**Examples of mask labeling**
========

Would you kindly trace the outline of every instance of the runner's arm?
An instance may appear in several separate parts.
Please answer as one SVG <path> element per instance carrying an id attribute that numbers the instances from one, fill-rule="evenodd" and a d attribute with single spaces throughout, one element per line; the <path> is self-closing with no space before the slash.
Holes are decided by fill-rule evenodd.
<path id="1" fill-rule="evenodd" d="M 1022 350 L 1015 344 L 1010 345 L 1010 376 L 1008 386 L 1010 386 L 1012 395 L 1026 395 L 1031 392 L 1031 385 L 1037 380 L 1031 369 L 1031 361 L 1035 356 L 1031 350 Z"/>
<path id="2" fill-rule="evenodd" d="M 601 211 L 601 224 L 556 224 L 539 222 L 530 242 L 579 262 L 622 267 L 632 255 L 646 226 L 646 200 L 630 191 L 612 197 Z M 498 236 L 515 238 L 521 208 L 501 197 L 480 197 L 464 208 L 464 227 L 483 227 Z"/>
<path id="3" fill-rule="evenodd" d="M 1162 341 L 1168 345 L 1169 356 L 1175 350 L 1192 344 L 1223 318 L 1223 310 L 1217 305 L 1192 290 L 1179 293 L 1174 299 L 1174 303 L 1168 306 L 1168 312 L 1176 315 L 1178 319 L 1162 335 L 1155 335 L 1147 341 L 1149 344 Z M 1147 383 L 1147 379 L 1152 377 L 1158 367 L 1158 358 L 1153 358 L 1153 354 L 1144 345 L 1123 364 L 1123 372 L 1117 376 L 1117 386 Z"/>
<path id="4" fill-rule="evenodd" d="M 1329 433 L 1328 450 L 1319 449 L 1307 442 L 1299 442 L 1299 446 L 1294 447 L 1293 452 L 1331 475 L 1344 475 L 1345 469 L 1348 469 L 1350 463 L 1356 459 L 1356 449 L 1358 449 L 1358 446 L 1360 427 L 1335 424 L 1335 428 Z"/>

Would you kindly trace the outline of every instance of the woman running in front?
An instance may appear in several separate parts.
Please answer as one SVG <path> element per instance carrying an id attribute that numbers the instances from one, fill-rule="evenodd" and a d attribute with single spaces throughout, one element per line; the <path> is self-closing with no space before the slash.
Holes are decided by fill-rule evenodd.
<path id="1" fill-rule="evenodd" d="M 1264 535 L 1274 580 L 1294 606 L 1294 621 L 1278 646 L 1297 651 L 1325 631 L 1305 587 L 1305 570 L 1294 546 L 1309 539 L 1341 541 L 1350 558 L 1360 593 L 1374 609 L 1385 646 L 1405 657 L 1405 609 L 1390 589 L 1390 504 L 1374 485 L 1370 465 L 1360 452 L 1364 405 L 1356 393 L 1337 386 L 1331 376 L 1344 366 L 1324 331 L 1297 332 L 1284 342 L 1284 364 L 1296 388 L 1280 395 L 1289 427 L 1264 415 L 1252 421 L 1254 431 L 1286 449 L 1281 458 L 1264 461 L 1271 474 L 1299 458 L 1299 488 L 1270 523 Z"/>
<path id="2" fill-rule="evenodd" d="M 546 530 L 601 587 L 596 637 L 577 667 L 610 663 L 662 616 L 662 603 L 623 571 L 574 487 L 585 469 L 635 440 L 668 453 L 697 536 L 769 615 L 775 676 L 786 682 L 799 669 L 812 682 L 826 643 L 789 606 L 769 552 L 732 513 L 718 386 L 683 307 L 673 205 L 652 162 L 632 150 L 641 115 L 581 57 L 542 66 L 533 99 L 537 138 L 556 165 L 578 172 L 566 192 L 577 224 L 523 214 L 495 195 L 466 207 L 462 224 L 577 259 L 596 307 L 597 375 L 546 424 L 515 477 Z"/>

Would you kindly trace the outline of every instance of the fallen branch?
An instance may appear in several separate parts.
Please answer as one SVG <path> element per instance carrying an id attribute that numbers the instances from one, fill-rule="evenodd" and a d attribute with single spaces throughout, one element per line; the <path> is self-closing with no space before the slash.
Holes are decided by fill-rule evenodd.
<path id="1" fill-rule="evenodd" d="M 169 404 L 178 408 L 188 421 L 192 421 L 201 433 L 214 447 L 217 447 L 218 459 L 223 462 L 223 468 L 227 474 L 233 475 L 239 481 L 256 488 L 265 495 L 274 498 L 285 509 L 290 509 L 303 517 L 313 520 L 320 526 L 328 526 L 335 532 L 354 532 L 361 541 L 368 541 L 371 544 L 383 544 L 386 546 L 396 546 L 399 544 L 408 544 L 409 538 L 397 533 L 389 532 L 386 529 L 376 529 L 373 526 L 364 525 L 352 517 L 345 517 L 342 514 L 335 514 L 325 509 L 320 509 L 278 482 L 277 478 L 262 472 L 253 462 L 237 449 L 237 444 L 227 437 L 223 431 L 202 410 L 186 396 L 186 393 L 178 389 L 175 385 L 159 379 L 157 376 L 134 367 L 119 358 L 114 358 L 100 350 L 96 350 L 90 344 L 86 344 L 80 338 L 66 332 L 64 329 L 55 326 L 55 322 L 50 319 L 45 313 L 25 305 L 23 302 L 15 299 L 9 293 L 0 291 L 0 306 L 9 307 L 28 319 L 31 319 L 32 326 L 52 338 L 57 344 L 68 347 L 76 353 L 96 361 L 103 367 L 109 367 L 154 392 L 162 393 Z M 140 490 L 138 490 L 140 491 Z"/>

========

**What is expected**
Convert the data above into a JSON list of strings, one string per line, leaving out the blank lines.

**Problem solution**
[
  "Would you kindly trace the outline of every instance of the runner's arm?",
  "An instance may appear in several separate parts.",
  "Please answer as one SVG <path> element per instance carrying an id attribute that numbers the instances from one, fill-rule=\"evenodd\" and a d attribute with single spaces throughout, one element per line; the <path> is self-closing with no space before the slash.",
  "Holes are decided by fill-rule evenodd.",
  "<path id=\"1\" fill-rule=\"evenodd\" d=\"M 1022 350 L 1015 344 L 1010 345 L 1010 376 L 1008 386 L 1010 386 L 1012 395 L 1026 395 L 1031 392 L 1031 385 L 1037 380 L 1031 369 L 1031 361 L 1035 356 L 1031 350 Z\"/>",
  "<path id=\"2\" fill-rule=\"evenodd\" d=\"M 601 211 L 601 224 L 556 224 L 539 222 L 530 242 L 579 262 L 622 267 L 632 255 L 646 226 L 646 200 L 630 191 L 612 197 Z M 498 236 L 515 238 L 521 208 L 501 197 L 480 197 L 464 208 L 464 227 L 483 227 Z\"/>",
  "<path id=\"3\" fill-rule=\"evenodd\" d=\"M 1162 341 L 1168 345 L 1169 356 L 1175 350 L 1192 344 L 1223 318 L 1223 310 L 1217 305 L 1192 290 L 1179 293 L 1174 299 L 1174 303 L 1168 306 L 1168 312 L 1176 315 L 1178 319 L 1162 335 L 1155 335 L 1147 341 L 1149 344 Z M 1147 383 L 1147 379 L 1152 377 L 1158 367 L 1158 358 L 1153 358 L 1153 354 L 1144 345 L 1123 364 L 1123 372 L 1117 376 L 1117 386 Z\"/>",
  "<path id=\"4\" fill-rule=\"evenodd\" d=\"M 1329 433 L 1328 450 L 1319 449 L 1307 442 L 1299 442 L 1299 446 L 1294 447 L 1293 452 L 1331 475 L 1344 475 L 1345 469 L 1348 469 L 1350 463 L 1356 459 L 1356 449 L 1358 449 L 1358 446 L 1360 427 L 1335 424 L 1335 428 Z\"/>",
  "Would you kindly trace the outline of every instance of the woman running in front?",
  "An instance may appear in several separate parts.",
  "Please answer as one SVG <path> element per instance carrying an id attribute that numbers the instances from one, fill-rule=\"evenodd\" and a d attribute with single spaces throughout, one element per line; the <path> is self-closing with no space before the slash.",
  "Holes are decided by fill-rule evenodd.",
  "<path id=\"1\" fill-rule=\"evenodd\" d=\"M 1264 535 L 1274 580 L 1294 606 L 1294 621 L 1278 646 L 1297 651 L 1325 631 L 1305 587 L 1305 570 L 1294 546 L 1309 539 L 1341 541 L 1350 558 L 1360 593 L 1374 609 L 1385 646 L 1405 657 L 1405 609 L 1390 589 L 1390 504 L 1374 485 L 1370 465 L 1360 452 L 1364 405 L 1356 393 L 1337 386 L 1331 376 L 1344 366 L 1324 331 L 1297 332 L 1284 342 L 1284 364 L 1296 388 L 1280 395 L 1289 427 L 1264 415 L 1252 421 L 1254 431 L 1286 449 L 1281 458 L 1264 461 L 1271 474 L 1299 458 L 1299 488 L 1270 523 Z\"/>",
  "<path id=\"2\" fill-rule=\"evenodd\" d=\"M 546 530 L 601 587 L 596 637 L 577 667 L 610 663 L 662 616 L 662 603 L 623 571 L 574 487 L 585 469 L 635 440 L 668 453 L 697 536 L 769 615 L 775 676 L 786 682 L 799 669 L 812 682 L 826 643 L 789 606 L 769 552 L 732 513 L 718 386 L 683 307 L 673 205 L 652 162 L 632 150 L 641 115 L 581 57 L 542 66 L 533 99 L 537 138 L 556 165 L 578 172 L 566 192 L 577 224 L 523 214 L 495 195 L 466 207 L 462 224 L 577 259 L 596 307 L 597 375 L 546 424 L 515 477 Z\"/>",
  "Would you kindly trace the outline of every instance of the fallen branch?",
  "An instance may appear in several separate parts.",
  "Please answer as one SVG <path> element per instance carrying an id attribute that numbers the instances from one, fill-rule=\"evenodd\" and a d attribute with single spaces throughout, one element per line; the <path> is self-closing with no space before the slash.",
  "Holes are decided by fill-rule evenodd.",
  "<path id=\"1\" fill-rule=\"evenodd\" d=\"M 169 404 L 178 408 L 188 421 L 192 421 L 201 433 L 214 447 L 217 447 L 218 459 L 223 462 L 223 468 L 227 474 L 233 475 L 239 481 L 256 488 L 265 495 L 274 498 L 285 509 L 290 509 L 303 517 L 313 520 L 320 526 L 328 526 L 335 532 L 354 532 L 361 541 L 368 541 L 371 544 L 383 544 L 386 546 L 396 546 L 399 544 L 408 544 L 409 538 L 397 533 L 389 532 L 386 529 L 376 529 L 373 526 L 364 525 L 352 517 L 345 517 L 342 514 L 335 514 L 325 509 L 320 509 L 278 482 L 277 478 L 262 472 L 253 462 L 237 449 L 237 444 L 227 437 L 223 431 L 202 410 L 186 396 L 186 393 L 178 389 L 175 385 L 159 379 L 157 376 L 134 367 L 119 358 L 114 358 L 100 350 L 96 350 L 90 344 L 86 344 L 80 338 L 66 332 L 64 329 L 55 326 L 55 322 L 50 319 L 45 313 L 25 305 L 23 302 L 15 299 L 9 293 L 0 291 L 0 306 L 9 307 L 28 319 L 31 319 L 32 326 L 52 338 L 57 344 L 68 347 L 76 353 L 96 361 L 103 367 L 109 367 L 154 392 L 162 393 Z M 140 490 L 138 490 L 140 491 Z\"/>"
]